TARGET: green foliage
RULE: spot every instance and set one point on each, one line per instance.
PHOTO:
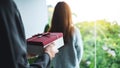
(101, 41)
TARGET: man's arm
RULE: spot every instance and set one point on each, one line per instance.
(12, 39)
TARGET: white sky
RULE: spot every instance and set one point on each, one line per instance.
(92, 10)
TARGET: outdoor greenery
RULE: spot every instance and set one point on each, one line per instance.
(101, 44)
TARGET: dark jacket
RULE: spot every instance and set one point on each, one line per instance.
(13, 52)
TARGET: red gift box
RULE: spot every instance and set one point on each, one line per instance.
(38, 42)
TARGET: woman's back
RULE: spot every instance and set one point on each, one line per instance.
(70, 55)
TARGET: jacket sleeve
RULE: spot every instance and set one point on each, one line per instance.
(12, 39)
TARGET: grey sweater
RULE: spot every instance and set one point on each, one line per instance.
(70, 55)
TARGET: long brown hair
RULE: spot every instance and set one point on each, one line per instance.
(62, 21)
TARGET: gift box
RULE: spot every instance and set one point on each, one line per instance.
(37, 43)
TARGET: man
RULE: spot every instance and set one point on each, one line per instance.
(13, 42)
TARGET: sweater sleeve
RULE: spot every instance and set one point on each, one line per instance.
(78, 44)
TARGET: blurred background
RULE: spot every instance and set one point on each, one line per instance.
(98, 21)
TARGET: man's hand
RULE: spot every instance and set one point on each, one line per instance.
(51, 50)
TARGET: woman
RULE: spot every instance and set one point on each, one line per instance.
(70, 55)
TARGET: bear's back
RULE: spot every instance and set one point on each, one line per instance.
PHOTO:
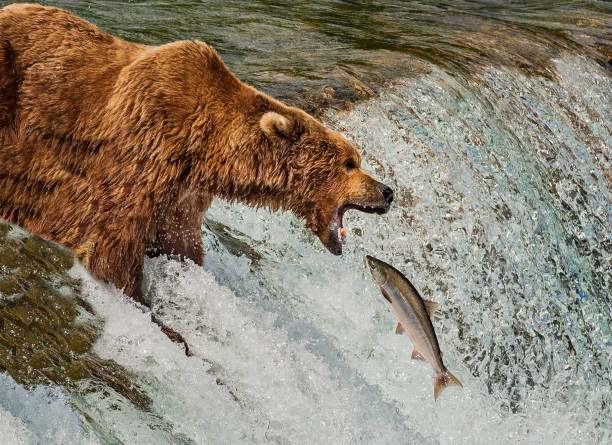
(60, 67)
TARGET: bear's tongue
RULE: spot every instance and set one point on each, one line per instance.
(342, 234)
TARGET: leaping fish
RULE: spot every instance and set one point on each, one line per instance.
(414, 315)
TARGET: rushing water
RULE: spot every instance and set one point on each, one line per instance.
(492, 121)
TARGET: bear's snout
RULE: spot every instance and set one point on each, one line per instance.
(386, 191)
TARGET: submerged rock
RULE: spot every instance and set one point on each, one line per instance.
(47, 329)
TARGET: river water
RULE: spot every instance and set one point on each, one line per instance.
(492, 122)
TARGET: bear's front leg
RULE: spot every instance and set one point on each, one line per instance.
(178, 229)
(118, 259)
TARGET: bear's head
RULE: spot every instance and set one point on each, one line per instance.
(317, 173)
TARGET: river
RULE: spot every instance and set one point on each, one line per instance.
(493, 123)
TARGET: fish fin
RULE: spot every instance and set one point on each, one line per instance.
(416, 355)
(385, 294)
(431, 307)
(442, 381)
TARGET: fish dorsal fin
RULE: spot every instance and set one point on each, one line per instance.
(431, 307)
(416, 355)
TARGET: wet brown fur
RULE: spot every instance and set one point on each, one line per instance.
(115, 149)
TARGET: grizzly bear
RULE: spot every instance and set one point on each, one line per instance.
(116, 149)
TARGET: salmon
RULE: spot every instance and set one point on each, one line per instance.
(414, 318)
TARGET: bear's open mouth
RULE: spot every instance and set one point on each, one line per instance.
(336, 225)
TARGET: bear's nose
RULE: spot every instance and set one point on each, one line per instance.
(387, 194)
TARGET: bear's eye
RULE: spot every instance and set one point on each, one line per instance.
(350, 164)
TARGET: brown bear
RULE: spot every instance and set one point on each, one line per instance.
(116, 149)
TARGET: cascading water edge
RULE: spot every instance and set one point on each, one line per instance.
(503, 214)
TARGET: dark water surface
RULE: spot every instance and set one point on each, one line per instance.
(492, 121)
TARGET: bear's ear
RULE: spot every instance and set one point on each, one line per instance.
(274, 124)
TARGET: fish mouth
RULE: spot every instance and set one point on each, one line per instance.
(336, 229)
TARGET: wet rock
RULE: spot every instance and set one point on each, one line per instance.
(44, 339)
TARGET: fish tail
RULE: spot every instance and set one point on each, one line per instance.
(443, 380)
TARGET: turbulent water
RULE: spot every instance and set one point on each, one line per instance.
(492, 122)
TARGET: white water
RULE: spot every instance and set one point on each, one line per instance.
(503, 215)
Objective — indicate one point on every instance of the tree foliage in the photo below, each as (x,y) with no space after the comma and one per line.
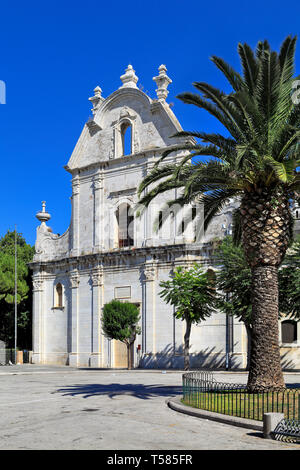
(119,322)
(7,289)
(192,293)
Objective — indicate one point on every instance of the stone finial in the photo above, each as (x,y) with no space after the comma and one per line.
(129,78)
(96,99)
(162,82)
(42,215)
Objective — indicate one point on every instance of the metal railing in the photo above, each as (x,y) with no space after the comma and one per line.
(232,399)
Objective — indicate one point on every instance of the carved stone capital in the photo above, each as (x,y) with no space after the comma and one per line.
(97,277)
(74,279)
(75,185)
(149,272)
(38,283)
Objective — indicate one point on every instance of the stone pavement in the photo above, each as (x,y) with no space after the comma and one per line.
(45,407)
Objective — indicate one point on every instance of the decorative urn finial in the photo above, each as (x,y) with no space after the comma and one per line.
(42,215)
(96,99)
(162,82)
(129,78)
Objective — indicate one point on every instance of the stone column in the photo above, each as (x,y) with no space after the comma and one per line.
(98,196)
(37,318)
(75,215)
(149,308)
(74,284)
(96,349)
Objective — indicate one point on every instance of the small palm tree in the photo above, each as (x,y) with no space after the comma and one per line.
(256,161)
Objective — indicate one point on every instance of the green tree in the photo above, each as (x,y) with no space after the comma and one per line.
(234,281)
(255,160)
(7,289)
(119,321)
(192,293)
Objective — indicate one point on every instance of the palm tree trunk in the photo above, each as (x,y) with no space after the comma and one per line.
(265,368)
(129,365)
(187,345)
(249,344)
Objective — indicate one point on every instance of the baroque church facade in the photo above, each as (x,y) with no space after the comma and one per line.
(112,251)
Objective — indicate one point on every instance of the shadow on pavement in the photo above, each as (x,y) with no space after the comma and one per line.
(141,391)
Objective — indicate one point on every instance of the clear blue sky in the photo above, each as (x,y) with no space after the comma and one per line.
(53,54)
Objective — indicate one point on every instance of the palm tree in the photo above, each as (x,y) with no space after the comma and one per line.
(256,162)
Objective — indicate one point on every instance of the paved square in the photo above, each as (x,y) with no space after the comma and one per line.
(65,408)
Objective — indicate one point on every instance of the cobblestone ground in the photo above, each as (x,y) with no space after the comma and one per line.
(64,408)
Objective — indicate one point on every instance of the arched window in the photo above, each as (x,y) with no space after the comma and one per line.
(126,135)
(125,225)
(58,296)
(288,331)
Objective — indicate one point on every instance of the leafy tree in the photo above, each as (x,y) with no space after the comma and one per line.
(289,282)
(119,321)
(234,281)
(256,161)
(7,289)
(193,295)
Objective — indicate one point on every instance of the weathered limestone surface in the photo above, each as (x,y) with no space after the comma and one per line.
(93,269)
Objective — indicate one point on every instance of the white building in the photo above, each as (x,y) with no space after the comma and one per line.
(109,253)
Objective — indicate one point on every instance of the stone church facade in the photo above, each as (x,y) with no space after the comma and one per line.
(111,252)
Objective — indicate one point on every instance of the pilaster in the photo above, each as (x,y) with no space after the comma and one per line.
(74,284)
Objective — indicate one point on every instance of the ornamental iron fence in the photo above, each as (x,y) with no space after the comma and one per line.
(200,390)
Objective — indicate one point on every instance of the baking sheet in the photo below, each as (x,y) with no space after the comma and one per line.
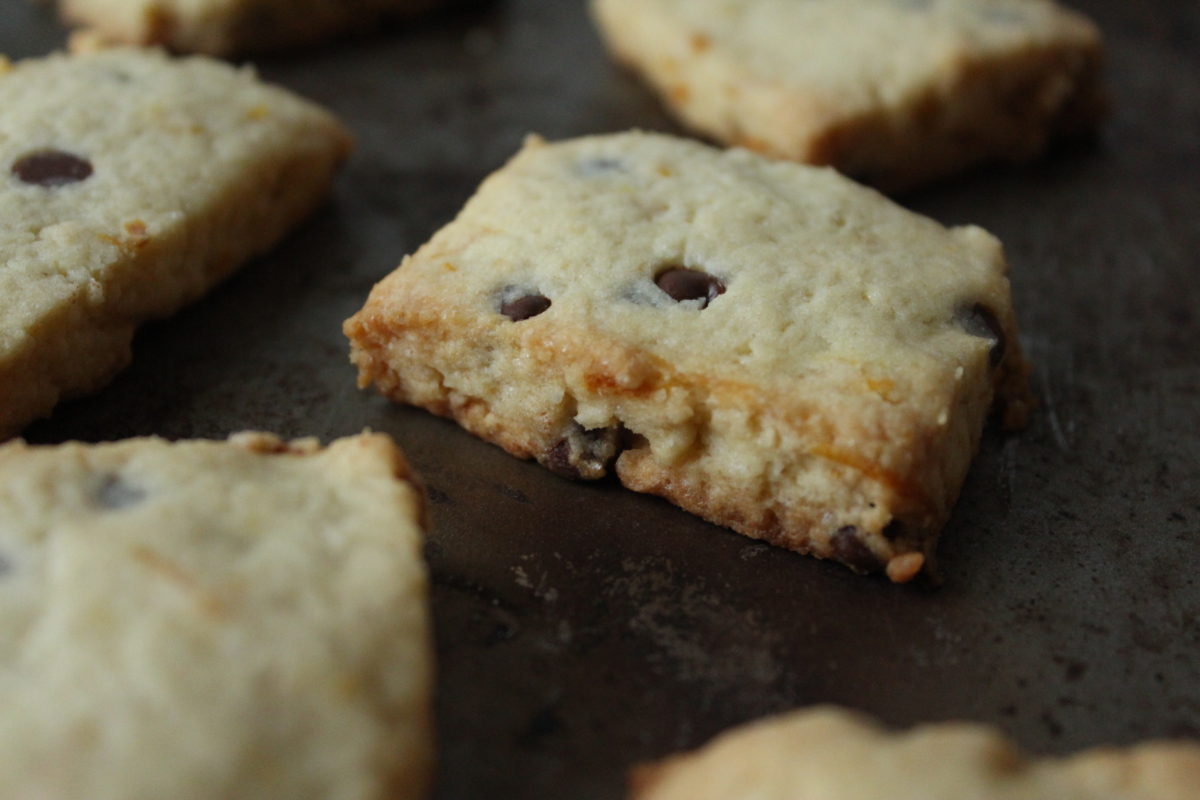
(582,629)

________

**INSTRUCTIONS TO FOLLOW**
Leave the pictures out and reproduce all of the records exactly.

**PROBLEM SOLUTION**
TARGET: green foliage
RULE: spot every instance and set one point on each, one line per instance.
PHOTO:
(101, 41)
TARGET: man's arm
RULE: spot every instance and set one point on each, one line per instance.
(12, 39)
TARGET: white sky
RULE: spot every instance and set one point on each, one line per instance.
(92, 10)
TARGET: outdoor greenery
RULE: spot every instance and set one point on each, one line per instance.
(101, 44)
TARGET: dark jacket
RULE: spot every instance and set one point on each, one line per instance.
(13, 52)
TARGET: red gift box
RULE: spot every instance and set one point on each, one line per instance.
(38, 42)
TARGET: woman's back
RULE: spot every instance and set one point on each, one line per instance.
(70, 55)
TARGET: jacket sleeve
RULE: spot every instance and set one point on each, one line per instance.
(12, 39)
TARGET: grey sweater
RULE: spot every instance and set one point on each, one line per instance.
(70, 55)
TARGET: long brown hair
RULE: spot every instance and set one point on each, one line per instance.
(62, 21)
TARGET: gift box
RULE: spot every instance and set one point on each, one line per instance.
(37, 43)
TARGET: man
RULE: spot every instance and set one point on each, one line per instance.
(13, 42)
TARGET: sweater sleeve
RULE: spot every instance and set one point on each, one line per instance.
(78, 44)
TARGET: blurred background
RULE: spot every instance and set one point on each, one line per instance.
(98, 21)
TARGET: man's hand
RULE: spot every instance and set one point on each, one line per instance.
(51, 50)
TARGET: woman
RULE: spot every instance and set one point on each, one line per instance.
(70, 55)
TARGET: bear's back
RULE: spot every instance and set one point on each, one line per instance.
PHOTO:
(60, 67)
TARGET: bear's tongue
RULE: spot every instance and set one point on each, one line per instance.
(342, 234)
TARGET: leaping fish
RULE: spot every instance and set one point on each, one line per instance.
(414, 315)
TARGET: rushing water
RULE: spot every instance and set one point on each, one line per instance.
(492, 121)
TARGET: bear's snout
RULE: spot every instance and set one point on each, one line per instance.
(386, 191)
TARGET: submerged rock
RULE: spot every instance and set one point on each, one line per instance.
(47, 329)
TARGET: river water
RULE: spot every instance and set one point on each, one line per instance.
(492, 122)
TARGET: bear's front leg
RULE: spot every instance and set one point on each, one line per instance.
(178, 229)
(118, 259)
TARGET: bear's head
RULE: spot every instance and set one point on each, one line per instance.
(317, 173)
TARGET: river
RULE: spot every instance and set one point on each, one line per instance.
(493, 123)
TARGET: fish fin
RULE: spot every instance and set one point on each, one line per instance.
(416, 355)
(385, 294)
(431, 307)
(442, 381)
TARGET: fish dorsal fin
RULE: spot every instance and set one point on each, one line per instance.
(431, 307)
(416, 355)
TARGET: wet brown fur
RULE: spot every instance and set one point on each, one line per instance.
(115, 149)
TARGET: grizzly bear
RULE: spot every instance and set one point on each, one line per instance.
(116, 149)
TARGET: salmon
RULE: spot every instance and set one point on each, one line per instance.
(414, 318)
TARGET: bear's open mouth
RULE: spot every instance and set one point on each, one line per instance.
(336, 225)
TARGET: bear's nose
RULE: spot every instance and set one point on each, one line per instance.
(387, 194)
TARGET: bear's eye
RULE: spot every instance and set one point on each, one line per instance.
(350, 164)
TARGET: brown bear
RULE: spot every instance and set one point on each, one line per instance.
(116, 149)
TARGET: cascading water edge
RULE: spot every instance and set one point on each, one line per instance.
(503, 214)
TARGET: dark water surface
RULE: spot every instance and set one point on each, one line per instance.
(492, 121)
TARGET: bear's ear
RULE: spot every instance and set one point on each, one line per instance.
(274, 124)
TARGET: fish mouth
RULE: spot every instance and set one point on each, one line per instance.
(336, 229)
TARGET: wet rock
RULE: spot every instance and set one point on each, one line per instance.
(44, 339)
TARGET: fish tail
RULE: spot every instance and set one point on each, one line per instance.
(443, 380)
TARGET: turbulent water
RULE: spot every instance and set one point on each, one line per instance.
(492, 122)
TARGET: white water
RULE: spot every instance and set one point on each, one line per instance.
(503, 215)
Objective — indicate one point on every instance of the tree foliage in the photo below, each as (x,y) with no space after the comma and one per line.
(119,322)
(7,289)
(192,293)
Objective — indicate one point on every instance of the stone finial in the photo above, each as (x,y) with no space after the comma and one per line.
(129,78)
(96,99)
(162,82)
(42,215)
Objective — indicate one point on every instance of the metal railing in the photo above, each as (x,y) with no space after the comma and one per line.
(232,399)
Objective — indicate one point on every instance of the carved stone capital in the photo above, each as (x,y) with no space after the comma and one per line.
(97,277)
(74,279)
(75,185)
(149,272)
(38,283)
Objective — indicate one point on every instance of the stone pavement in the photo above, each as (x,y) with no space after the comma and one per line.
(45,407)
Objective — indicate one point on every instance of the decorative urn finial in the photo above, each as (x,y) with no space after the comma and one per line.
(42,215)
(96,99)
(162,82)
(129,78)
Objective — indicate one point on every instance of the stone column in the photo above, each as (x,y) with no space after the comma and one per line.
(98,196)
(37,318)
(75,215)
(149,308)
(74,284)
(96,349)
Objective — indicate one point on every instance of the small palm tree in the photo above, each as (x,y) with no space after the comma and one per line.
(256,161)
Objective — indicate one point on every instance of the green tree in the photo above, each as (x,y) with no space after the comma and one per line.
(234,281)
(255,160)
(7,289)
(119,321)
(192,293)
Objective — indicate one point on every instance of the palm tree trunk in the photo above, each as (x,y) with no space after the comma and one per line.
(265,368)
(129,365)
(187,345)
(249,344)
Objective — indicate one point on every instance of the baroque church facade in the photo above, each as (x,y) with no space after the comma and one per line.
(112,251)
Objective — indicate one point on every instance of the shadow on pavement in the photo above, each as (x,y) with no space after the comma and one per line.
(141,391)
Objective — indicate one point on every instance of the clear blue sky in the photo above, each as (x,y) with no space after the comma and one per line.
(53,54)
Objective — indicate one point on every instance of the palm tree in the photo above, each as (x,y) with no space after the comma and one per line.
(256,162)
Objective — indicate one point on every instance of the paved square in the photo above, each as (x,y) with no space after the comma and one per line.
(65,408)
Objective — indicate one point on every instance of the cobblestone ground in the photo above, each as (x,y) with no space after the comma and one per line.
(64,408)
Objective — indicate one point on every instance of the arched window in the photo above, each as (x,y) with no space after the comma and one per line.
(126,135)
(125,225)
(58,296)
(288,331)
Objective — indicate one point on every instance of the leafy tree in the photo above, each as (x,y) with no space after the comma and one per line.
(289,282)
(119,321)
(234,281)
(256,161)
(7,289)
(193,295)
Objective — indicate one point on every instance of the weathered limestone surface in the photo above, each as (x,y) with no space after the comma and one per line.
(93,269)
Objective — indicate one point on every instance of the white building in the photo above, each as (x,y) with no space after the comma and one per line.
(109,253)
Objective — indicate one point on every instance of the stone church facade in the photo above, each as (x,y) with no space after the comma and one per line.
(111,252)
Objective — indicate one point on every instance of the pilaster in the photo above, each as (x,y) with no space after the comma and one per line.
(74,284)
Objective — indicate one point on every instance of the ornamental iron fence in the photo above, each as (x,y) with no space after the comma and one per line.
(200,390)
Objective — indicate one point on every instance of the baking sheet in the photo below, each as (x,y) with no space after the comma and one per line.
(582,629)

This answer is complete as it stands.